• _Action item_
Starting from the line that holds "Would you kindly point to the child in this", print each remaining line of the entries exactly, ending with the last.
::::::::
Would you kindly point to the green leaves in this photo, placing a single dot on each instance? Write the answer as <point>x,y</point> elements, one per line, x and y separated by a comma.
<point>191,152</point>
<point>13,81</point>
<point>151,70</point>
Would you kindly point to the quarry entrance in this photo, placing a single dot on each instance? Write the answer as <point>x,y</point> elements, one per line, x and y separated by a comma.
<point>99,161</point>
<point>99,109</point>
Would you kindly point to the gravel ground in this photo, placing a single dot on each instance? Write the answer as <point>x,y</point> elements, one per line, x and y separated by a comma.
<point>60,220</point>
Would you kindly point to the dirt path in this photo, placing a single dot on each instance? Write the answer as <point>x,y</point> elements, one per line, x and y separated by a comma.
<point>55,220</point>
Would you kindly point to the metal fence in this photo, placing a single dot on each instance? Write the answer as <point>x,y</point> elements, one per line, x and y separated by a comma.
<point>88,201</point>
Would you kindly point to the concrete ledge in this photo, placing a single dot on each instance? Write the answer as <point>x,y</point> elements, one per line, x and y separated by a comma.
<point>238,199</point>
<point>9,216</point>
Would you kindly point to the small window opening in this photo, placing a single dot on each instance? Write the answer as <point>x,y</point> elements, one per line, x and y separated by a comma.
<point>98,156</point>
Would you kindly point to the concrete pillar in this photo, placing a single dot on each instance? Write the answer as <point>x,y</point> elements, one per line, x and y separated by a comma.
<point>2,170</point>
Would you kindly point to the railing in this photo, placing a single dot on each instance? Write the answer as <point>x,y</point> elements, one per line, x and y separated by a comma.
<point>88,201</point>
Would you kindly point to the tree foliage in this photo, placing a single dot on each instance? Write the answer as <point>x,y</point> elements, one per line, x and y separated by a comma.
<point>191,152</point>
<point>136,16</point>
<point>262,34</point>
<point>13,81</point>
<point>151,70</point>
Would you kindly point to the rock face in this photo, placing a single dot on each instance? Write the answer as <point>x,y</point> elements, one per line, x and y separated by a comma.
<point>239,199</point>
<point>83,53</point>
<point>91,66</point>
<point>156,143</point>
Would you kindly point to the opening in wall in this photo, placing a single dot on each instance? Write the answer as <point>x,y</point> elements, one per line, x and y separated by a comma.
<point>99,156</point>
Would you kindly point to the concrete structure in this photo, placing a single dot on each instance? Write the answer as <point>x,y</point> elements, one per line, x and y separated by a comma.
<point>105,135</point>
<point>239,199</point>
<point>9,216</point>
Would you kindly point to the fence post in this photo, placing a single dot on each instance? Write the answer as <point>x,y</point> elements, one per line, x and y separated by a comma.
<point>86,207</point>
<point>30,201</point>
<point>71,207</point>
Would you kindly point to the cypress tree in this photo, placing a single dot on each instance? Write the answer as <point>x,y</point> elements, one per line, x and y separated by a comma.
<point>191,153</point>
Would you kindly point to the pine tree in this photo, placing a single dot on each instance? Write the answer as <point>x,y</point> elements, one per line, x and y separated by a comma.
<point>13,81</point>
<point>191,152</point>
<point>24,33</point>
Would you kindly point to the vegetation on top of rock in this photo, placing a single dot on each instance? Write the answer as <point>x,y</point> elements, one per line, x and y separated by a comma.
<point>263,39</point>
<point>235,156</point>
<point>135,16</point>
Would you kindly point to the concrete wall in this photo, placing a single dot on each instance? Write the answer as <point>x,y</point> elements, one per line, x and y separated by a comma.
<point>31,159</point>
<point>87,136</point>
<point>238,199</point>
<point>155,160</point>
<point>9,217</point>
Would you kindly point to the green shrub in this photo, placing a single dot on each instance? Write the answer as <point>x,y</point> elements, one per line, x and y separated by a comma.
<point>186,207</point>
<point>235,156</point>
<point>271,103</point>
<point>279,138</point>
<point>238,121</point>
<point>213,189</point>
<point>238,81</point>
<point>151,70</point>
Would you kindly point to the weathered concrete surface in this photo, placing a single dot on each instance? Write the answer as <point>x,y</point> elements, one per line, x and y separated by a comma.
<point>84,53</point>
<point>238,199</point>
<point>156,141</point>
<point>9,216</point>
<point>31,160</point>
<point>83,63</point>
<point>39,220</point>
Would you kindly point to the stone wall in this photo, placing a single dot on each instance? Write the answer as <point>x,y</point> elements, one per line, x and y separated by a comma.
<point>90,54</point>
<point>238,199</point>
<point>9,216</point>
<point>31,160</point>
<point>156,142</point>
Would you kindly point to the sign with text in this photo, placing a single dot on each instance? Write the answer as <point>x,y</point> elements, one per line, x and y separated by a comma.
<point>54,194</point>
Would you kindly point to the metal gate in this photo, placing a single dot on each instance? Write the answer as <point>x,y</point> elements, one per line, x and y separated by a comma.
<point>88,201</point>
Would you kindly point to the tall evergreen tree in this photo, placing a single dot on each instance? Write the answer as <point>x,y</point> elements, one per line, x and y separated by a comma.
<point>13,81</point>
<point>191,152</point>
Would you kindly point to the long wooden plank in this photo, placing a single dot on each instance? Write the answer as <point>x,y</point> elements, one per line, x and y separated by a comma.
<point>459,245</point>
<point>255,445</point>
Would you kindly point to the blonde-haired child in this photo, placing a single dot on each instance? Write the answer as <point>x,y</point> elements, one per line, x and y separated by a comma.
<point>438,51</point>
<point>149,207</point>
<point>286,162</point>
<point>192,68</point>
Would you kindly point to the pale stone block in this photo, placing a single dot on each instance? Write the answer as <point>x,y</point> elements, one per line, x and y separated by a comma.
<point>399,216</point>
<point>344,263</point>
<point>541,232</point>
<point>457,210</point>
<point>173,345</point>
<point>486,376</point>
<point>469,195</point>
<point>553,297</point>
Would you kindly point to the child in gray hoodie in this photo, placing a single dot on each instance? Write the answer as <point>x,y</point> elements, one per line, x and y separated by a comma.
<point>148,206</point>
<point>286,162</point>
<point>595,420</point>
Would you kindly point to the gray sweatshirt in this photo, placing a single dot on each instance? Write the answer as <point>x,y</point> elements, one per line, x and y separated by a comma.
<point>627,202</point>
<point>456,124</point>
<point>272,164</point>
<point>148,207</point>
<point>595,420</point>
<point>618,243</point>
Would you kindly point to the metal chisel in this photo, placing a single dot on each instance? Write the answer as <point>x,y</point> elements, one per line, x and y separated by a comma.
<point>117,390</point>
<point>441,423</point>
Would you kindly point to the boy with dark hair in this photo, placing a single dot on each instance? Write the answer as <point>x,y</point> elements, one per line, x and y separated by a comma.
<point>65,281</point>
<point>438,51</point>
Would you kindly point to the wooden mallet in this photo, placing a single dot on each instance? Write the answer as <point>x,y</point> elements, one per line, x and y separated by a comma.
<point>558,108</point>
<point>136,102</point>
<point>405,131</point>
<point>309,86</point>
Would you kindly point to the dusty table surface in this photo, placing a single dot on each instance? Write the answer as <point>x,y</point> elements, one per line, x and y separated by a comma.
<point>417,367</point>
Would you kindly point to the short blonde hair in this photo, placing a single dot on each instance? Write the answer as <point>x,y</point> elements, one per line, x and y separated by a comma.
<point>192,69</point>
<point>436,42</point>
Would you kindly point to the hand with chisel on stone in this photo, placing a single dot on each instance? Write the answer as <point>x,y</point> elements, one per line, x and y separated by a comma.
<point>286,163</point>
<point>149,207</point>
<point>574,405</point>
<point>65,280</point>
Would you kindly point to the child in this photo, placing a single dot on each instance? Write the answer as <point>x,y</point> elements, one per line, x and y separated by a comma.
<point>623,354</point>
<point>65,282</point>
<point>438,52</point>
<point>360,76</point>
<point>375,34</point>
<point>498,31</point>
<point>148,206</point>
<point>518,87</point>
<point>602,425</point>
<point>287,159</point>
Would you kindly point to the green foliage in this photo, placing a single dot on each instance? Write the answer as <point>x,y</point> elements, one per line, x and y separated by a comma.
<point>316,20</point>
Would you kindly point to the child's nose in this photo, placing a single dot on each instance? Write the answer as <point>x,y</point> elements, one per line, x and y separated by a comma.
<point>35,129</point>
::::::::
• _Response to this exercise_
Would you kindly point to the child in this photo, placing a single dot on each instance? Write the answer as <point>x,y</point> elements, one per line, x and y separated by a comma.
<point>623,354</point>
<point>65,282</point>
<point>438,52</point>
<point>360,76</point>
<point>375,34</point>
<point>498,31</point>
<point>148,206</point>
<point>518,87</point>
<point>602,425</point>
<point>287,159</point>
Would you kindly point to the green foliage in this photo, placing a single dot on each instance? Write the answer as <point>x,y</point> elements, one per line, x and y separated by a comma.
<point>316,20</point>
Would you kindly point to the child's nose in this photo, placing a single dot on each instance? Write the answer as <point>x,y</point> elements, one per line, x and y separated by a comma.
<point>35,129</point>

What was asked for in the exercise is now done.